— TASK OBJECTIVE —
Show every line below that contains the string "skirt", copying each one in full. Case counts.

* start SUPPLIED INFORMATION *

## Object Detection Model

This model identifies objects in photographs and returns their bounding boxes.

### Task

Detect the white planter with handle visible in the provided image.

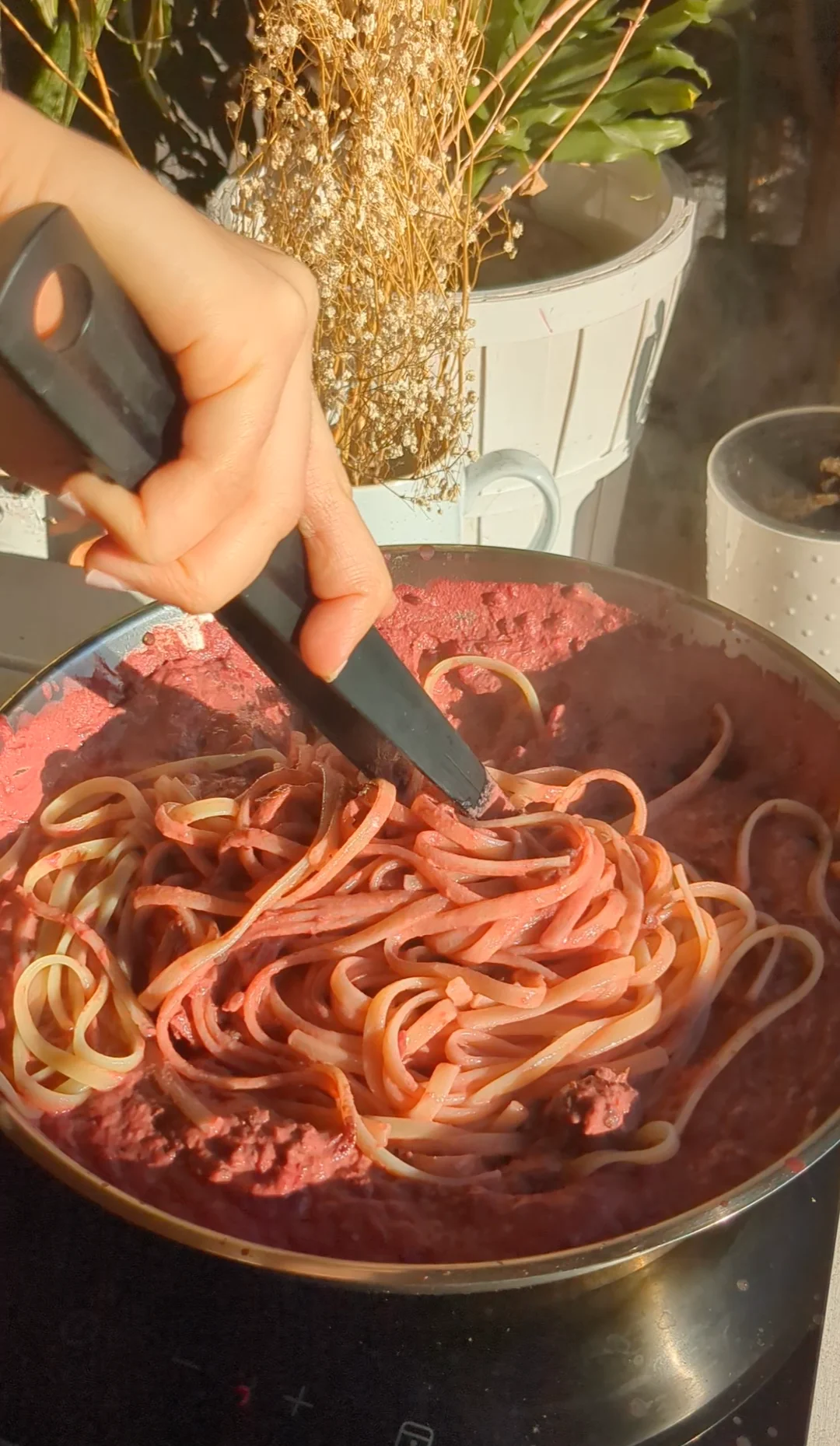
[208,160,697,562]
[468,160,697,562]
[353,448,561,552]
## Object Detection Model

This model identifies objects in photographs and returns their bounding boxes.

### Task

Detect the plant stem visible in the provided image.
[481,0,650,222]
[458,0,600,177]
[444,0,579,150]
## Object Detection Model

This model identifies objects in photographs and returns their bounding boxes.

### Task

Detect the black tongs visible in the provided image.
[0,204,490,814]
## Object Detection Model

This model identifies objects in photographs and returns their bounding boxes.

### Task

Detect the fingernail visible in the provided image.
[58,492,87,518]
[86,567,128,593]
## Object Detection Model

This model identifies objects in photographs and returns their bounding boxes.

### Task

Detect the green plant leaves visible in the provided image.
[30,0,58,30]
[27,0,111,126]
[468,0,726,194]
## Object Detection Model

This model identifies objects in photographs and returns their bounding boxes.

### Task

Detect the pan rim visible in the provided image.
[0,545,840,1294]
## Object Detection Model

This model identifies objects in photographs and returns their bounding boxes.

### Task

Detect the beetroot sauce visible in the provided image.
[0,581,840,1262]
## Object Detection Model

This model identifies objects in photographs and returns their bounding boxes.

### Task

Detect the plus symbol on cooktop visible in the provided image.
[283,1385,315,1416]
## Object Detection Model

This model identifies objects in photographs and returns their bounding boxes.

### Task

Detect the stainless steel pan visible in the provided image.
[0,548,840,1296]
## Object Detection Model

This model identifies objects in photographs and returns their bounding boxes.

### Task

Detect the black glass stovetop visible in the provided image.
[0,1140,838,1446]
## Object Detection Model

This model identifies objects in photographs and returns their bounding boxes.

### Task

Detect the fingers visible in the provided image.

* end SUPPLIED INFORMATION *
* start SUPPLIED INFORMATION *

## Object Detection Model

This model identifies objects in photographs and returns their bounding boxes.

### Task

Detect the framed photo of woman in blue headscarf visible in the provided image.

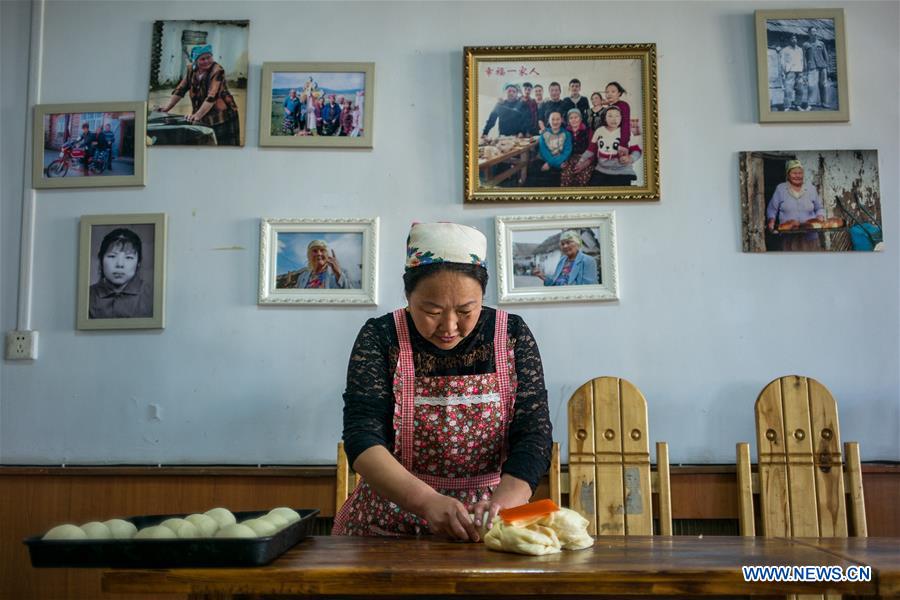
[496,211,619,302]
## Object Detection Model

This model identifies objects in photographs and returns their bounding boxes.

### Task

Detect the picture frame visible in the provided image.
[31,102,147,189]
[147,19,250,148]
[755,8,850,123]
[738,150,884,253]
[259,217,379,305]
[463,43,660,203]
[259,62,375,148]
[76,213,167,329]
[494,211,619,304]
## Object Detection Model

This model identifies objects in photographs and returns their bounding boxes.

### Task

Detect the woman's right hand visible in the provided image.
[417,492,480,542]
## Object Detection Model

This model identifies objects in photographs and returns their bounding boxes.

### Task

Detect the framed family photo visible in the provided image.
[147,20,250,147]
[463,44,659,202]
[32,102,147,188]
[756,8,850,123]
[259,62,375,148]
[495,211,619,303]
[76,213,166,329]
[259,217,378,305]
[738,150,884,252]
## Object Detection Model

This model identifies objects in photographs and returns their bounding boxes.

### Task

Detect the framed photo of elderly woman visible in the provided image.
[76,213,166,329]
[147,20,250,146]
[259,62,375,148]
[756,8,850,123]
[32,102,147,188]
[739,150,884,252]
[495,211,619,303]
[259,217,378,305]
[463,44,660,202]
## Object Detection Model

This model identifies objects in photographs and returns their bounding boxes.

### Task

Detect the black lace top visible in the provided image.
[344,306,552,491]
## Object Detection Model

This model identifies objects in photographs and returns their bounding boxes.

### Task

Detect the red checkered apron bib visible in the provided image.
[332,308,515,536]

* end SUPPLIED INFORMATION *
* start SUPPLIED INFORMATION *

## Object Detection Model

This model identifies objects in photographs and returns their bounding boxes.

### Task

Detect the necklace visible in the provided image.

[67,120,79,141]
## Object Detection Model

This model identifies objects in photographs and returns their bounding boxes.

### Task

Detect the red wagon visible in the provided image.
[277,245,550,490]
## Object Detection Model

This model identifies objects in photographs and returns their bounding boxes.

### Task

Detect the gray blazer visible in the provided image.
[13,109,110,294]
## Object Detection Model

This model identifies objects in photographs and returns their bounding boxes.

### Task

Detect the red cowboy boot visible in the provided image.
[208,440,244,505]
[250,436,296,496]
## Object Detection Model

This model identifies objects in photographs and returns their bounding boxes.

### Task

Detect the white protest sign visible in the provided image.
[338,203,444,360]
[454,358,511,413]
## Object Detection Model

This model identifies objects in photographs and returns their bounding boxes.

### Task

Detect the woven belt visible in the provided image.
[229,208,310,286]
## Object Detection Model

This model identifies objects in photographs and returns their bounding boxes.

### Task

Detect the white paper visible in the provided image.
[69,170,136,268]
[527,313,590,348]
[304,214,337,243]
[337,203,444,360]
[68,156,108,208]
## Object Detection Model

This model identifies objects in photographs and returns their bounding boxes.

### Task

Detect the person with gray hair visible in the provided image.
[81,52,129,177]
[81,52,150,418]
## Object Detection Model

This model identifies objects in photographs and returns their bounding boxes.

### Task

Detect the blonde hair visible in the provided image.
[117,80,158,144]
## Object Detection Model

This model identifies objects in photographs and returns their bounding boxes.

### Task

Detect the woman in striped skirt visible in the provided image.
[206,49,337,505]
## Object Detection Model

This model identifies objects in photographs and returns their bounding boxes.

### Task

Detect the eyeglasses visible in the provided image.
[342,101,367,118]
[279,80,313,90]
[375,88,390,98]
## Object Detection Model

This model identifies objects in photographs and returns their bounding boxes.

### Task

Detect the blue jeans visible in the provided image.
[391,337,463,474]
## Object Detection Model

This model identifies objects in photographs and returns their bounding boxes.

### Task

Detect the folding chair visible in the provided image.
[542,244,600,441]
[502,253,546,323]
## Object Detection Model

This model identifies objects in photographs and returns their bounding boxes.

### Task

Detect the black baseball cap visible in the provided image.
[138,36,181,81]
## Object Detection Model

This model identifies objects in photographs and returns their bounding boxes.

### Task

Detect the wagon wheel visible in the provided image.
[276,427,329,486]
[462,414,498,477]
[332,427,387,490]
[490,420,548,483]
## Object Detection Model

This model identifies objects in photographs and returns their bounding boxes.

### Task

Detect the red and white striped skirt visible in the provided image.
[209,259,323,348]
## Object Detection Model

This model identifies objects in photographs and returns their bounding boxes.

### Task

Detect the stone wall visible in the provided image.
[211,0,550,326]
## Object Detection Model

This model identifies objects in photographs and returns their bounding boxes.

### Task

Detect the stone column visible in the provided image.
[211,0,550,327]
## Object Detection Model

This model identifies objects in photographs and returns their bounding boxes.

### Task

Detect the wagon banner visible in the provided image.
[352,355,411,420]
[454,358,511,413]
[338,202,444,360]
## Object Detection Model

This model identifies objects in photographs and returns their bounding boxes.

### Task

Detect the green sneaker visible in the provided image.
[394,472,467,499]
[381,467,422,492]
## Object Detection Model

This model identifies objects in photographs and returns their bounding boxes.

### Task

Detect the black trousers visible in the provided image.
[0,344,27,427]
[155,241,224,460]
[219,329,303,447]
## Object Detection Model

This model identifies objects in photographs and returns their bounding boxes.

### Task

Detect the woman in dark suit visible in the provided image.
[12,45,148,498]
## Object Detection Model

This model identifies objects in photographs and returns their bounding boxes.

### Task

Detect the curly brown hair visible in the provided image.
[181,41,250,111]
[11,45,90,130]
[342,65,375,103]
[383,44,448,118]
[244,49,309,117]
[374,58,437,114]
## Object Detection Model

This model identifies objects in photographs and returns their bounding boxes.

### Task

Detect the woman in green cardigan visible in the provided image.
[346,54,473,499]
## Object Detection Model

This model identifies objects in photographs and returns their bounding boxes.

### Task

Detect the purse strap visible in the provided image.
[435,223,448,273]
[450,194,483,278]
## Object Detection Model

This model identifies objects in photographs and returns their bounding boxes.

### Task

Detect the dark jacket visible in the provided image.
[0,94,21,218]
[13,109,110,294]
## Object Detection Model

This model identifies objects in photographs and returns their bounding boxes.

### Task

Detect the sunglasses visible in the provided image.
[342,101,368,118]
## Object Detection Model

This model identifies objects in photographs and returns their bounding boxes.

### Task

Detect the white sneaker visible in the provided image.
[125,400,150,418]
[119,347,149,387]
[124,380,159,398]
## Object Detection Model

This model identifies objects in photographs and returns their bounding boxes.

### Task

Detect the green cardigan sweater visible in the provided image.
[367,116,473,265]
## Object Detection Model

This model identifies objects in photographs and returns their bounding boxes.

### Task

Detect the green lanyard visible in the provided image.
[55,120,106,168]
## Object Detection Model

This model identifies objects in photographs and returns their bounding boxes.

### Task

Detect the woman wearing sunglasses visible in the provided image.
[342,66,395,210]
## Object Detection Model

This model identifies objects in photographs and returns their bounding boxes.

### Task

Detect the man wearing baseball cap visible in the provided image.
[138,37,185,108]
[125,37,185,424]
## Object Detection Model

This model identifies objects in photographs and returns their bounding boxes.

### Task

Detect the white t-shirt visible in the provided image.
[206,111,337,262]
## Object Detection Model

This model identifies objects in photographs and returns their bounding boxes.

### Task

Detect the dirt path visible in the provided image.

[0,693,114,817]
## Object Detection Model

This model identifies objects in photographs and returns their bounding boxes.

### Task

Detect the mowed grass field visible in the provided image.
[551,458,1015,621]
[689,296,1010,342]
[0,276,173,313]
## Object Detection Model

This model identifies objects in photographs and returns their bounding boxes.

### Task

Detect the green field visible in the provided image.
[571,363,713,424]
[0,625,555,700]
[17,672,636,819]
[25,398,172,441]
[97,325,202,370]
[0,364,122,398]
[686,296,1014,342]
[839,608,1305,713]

* end SUPPLIED INFORMATION *

— RESULT FOR THIS TASK —
Detect the woman in striped skirt visible in the provided image.
Detect the red and white striped skirt visible in the provided image.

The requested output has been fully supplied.